• Extracted text
Cawthron Institute supports report calling for consistent & robust monitoring of estuaries
Cawthron Institute welcomes the Parliamentary Commissioner for the Environment’s ‘Managing Our Estuaries’ report that calls for estuaries to be better protected through policy and consistently and robustly monitored across New Zealand.
Cawthron’s Group Manager for Coastal Sciences Dr Chris Cornelisen said the report shows estuaries have ‘fallen through the cracks’ of New Zealand’s environmental monitoring and management frameworks.
“Estuaries are valuable but vulnerable ecosystems and matter a great deal to New Zealand in economic, environmental and cultural terms,” Dr Cornelisen said.
“Estuaries are a dynamic mixing zone between rivers and the ocean and include some of the most productive habitats in the world. They are the ‘nurseries of the sea’ and of upstream habitats because they act as breeding grounds for kaimoana, fish, plants, birds and insects. They also play a key role in both ocean and freshwater health.”
Dr Cornelisen agrees with the PCE’s argument that consistent and robust monitoring of estuaries across New Zealand is required to ensure we can effectively manage freshwater and coastal ecosystem health.
“We need more data and better data about estuary health across New Zealand. We also need those data to be collected in the same way, and analysed using the same measures, so that we can say, ‘this is what good looks like’, and this is what ‘not so good’ looks like, and compare results regionally and nationally. This has to happen if we want to support the people and organisations responsible for managing estuaries to keep them healthy,” Dr Cornelisen said.
Cawthron also supports the PCE’s call for estuaries to be incorporated into the National Policy Statement for Freshwater Management because this would ensure there were clear guidelines and standards for protecting the health of estuaries.
In addition to the PCE’s recommendations, Cawthron is an advocate for the utilisation of molecular technologies like eDNA analysis which offer great benefits to estuary managers in assessing ecosystem health.
“Our team of estuarine scientists, and specifically one of our marine ecologists Dana Clark, have been doing excellent work developing estuary-specific eDNA assessment methodologies that complement macrofaunal sampling methods,” Dr Cornelisen said.
“Macrofaunal sampling methods capture what kind of life and how of much of it there is in the estuary bed, and molecular technologies add a much more robust picture of all aquatic life in the area, from bacteria through to shellfish.
“So far we’ve been focused on monitoring the benthic environment - in fact Cawthron scientists recently worked with NIWA and the University of Waikato to produce a tool called the National Benthic Health Models, which can be used to assess the health of any estuary in New Zealand.
“However, Cawthron is keen to see New Zealand adopt a ‘mountains to sea’ approach, paying more attention to the relationships between the health of streams and rivers, and catchment land use, and the health of our estuaries and coastal habitats,” Dr Cornelisen said.
“Without this information, there has been a serious gap in our ability to manage freshwater and coastal water quality and understand these relationships, but we hope to see that change and think that if the PCE’s recommendations were adopted it would be a significant step towards achieving that and obtaining the economic, environmental and cultural benefits that occur when estuarine ecosystems are healthy and thriving.”

• Point localization data
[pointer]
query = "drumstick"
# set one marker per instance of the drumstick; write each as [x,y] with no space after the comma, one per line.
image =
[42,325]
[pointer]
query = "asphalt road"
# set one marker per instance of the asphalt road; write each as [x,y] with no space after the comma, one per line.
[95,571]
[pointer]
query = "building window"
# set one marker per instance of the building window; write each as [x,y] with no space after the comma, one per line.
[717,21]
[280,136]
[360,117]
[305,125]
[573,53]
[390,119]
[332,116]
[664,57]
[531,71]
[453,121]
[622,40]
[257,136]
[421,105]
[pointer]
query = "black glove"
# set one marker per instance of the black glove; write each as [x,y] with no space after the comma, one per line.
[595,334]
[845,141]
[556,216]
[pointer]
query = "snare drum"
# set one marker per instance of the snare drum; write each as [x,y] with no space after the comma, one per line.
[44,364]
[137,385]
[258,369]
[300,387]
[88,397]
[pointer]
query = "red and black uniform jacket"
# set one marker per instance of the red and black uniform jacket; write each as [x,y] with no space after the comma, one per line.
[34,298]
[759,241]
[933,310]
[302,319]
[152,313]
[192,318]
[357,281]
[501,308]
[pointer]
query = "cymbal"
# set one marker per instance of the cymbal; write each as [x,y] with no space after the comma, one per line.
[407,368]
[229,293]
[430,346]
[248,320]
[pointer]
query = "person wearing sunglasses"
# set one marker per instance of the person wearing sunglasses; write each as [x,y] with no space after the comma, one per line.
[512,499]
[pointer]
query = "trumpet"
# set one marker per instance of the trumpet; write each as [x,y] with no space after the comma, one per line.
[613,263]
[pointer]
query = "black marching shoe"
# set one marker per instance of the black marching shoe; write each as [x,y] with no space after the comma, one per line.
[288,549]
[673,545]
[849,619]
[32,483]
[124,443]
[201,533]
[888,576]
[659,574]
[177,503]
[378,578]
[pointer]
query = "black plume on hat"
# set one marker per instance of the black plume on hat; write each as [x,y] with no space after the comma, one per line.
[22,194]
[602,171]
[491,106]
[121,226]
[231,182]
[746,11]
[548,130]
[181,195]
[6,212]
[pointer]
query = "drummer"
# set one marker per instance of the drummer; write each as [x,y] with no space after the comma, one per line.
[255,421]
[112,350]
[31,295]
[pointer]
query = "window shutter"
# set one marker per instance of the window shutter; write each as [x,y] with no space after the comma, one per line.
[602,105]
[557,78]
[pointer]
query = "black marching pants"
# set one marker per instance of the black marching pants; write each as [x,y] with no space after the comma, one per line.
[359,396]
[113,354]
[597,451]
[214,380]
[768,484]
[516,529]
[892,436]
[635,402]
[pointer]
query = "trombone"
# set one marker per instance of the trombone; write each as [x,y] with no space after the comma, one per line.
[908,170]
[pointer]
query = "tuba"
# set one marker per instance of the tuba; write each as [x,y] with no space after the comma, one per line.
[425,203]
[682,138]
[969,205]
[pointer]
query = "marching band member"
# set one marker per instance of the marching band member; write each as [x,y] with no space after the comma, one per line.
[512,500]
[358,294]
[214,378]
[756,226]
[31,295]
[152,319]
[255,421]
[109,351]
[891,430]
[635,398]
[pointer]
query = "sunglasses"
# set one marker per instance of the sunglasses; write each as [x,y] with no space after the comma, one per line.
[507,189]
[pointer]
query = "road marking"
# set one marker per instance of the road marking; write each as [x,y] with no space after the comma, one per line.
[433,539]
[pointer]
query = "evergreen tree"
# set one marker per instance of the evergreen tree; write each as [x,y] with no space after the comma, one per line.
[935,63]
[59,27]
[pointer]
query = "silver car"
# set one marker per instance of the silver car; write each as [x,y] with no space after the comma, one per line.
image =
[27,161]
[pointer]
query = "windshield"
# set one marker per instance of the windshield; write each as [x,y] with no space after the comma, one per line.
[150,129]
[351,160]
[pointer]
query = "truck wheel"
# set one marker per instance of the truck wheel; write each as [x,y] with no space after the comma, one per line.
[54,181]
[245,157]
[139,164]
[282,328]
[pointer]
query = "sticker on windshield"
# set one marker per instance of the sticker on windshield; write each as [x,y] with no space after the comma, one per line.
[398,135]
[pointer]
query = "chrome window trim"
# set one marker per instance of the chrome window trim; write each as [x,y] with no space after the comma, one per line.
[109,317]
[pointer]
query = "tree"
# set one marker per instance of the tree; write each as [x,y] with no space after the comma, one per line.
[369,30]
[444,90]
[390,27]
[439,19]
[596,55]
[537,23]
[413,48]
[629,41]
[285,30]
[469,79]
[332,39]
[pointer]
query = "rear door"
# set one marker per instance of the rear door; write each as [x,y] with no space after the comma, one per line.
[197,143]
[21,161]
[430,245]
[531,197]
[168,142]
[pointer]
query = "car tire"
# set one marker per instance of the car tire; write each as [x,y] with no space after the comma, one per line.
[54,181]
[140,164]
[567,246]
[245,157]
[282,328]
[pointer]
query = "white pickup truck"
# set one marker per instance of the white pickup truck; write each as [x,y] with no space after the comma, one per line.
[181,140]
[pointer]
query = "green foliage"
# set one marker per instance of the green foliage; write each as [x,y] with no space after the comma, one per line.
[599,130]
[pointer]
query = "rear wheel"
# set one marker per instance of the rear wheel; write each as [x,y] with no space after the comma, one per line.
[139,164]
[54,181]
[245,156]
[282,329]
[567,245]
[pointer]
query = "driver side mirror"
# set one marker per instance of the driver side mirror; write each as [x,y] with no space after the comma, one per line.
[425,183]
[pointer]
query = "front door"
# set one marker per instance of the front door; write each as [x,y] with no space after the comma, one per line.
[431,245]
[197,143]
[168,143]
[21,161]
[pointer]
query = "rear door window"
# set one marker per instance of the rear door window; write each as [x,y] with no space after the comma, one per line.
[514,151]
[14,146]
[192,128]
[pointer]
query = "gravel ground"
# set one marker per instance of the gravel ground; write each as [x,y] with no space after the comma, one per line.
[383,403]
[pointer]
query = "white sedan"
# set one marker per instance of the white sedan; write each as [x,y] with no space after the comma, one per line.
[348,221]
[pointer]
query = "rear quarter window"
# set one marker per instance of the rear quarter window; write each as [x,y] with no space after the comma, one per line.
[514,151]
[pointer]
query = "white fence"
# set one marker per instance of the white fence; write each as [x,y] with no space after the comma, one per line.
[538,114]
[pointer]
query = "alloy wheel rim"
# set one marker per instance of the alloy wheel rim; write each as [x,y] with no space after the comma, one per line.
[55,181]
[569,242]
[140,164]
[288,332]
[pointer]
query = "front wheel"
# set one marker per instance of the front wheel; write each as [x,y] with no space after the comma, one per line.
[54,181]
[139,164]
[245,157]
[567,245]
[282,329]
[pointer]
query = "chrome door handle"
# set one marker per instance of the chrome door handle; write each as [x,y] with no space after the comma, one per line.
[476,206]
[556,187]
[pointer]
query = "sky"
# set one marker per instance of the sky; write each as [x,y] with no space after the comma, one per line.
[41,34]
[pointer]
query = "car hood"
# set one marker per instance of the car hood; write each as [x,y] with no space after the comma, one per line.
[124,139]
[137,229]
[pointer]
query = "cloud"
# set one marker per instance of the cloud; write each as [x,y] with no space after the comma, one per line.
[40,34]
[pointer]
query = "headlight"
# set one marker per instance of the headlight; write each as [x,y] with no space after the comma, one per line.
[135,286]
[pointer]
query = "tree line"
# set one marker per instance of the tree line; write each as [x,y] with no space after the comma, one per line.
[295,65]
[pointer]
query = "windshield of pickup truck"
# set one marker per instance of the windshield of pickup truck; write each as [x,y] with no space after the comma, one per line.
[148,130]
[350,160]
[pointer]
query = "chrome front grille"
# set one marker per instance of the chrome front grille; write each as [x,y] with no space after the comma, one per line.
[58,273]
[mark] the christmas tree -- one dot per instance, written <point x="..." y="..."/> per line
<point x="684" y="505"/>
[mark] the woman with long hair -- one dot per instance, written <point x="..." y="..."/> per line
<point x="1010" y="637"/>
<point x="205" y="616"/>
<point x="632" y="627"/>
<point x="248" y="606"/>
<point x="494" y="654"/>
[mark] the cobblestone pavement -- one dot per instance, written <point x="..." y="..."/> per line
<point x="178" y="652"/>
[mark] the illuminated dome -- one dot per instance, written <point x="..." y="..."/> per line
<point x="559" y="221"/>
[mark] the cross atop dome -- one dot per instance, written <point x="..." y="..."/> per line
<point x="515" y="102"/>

--

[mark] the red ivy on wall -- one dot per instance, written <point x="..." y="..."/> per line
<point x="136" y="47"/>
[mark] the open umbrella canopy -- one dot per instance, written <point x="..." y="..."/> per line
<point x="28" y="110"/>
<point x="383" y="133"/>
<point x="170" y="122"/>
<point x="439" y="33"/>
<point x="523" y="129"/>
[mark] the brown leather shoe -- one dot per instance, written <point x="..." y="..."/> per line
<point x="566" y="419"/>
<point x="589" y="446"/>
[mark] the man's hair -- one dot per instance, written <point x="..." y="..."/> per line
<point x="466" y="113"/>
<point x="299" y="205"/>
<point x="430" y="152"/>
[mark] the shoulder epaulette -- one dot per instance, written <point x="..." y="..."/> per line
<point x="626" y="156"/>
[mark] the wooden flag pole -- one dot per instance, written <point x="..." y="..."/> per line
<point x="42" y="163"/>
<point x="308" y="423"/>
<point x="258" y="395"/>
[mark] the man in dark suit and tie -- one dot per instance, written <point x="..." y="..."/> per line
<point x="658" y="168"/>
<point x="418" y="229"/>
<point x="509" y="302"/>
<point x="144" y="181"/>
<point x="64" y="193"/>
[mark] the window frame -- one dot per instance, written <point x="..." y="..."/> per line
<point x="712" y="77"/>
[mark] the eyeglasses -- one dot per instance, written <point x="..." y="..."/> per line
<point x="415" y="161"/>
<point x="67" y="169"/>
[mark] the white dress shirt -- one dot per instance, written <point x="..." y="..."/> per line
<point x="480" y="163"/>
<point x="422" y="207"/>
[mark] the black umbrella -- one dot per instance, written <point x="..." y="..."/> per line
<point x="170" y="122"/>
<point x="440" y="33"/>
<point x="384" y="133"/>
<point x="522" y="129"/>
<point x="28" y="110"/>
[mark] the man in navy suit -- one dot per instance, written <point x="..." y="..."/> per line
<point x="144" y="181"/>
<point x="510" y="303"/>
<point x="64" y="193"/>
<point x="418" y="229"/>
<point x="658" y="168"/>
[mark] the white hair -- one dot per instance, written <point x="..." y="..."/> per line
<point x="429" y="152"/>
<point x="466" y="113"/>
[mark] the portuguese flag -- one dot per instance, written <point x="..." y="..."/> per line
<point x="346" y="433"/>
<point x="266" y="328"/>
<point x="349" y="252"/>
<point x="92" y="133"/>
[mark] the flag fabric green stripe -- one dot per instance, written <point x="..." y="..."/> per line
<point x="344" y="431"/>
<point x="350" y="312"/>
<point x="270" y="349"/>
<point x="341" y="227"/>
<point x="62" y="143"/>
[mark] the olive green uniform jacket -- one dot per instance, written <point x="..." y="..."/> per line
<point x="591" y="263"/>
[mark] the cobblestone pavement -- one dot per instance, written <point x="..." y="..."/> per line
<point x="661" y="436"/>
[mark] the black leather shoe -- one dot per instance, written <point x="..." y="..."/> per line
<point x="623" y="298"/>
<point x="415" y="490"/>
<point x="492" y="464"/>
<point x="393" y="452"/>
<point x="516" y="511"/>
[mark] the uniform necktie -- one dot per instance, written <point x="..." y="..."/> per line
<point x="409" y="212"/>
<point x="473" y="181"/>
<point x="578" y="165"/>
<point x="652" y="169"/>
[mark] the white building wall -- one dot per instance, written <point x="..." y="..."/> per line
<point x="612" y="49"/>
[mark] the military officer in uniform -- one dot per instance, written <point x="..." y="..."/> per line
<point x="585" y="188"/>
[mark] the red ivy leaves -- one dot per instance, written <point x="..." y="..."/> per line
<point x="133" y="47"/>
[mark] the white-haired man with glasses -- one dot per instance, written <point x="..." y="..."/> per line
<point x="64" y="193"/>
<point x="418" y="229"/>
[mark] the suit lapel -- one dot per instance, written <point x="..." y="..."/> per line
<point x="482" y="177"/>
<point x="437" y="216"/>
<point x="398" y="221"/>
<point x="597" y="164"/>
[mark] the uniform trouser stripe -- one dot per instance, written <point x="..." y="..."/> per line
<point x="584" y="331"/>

• What you will do
From the text on estuary monitoring, copy word for word the passage from "Cawthron Institute supports" to "and management frameworks.".

• Output for this task
Cawthron Institute supports report calling for consistent & robust monitoring of estuaries
Cawthron Institute welcomes the Parliamentary Commissioner for the Environment’s ‘Managing Our Estuaries’ report that calls for estuaries to be better protected through policy and consistently and robustly monitored across New Zealand.
Cawthron’s Group Manager for Coastal Sciences Dr Chris Cornelisen said the report shows estuaries have ‘fallen through the cracks’ of New Zealand’s environmental monitoring and management frameworks.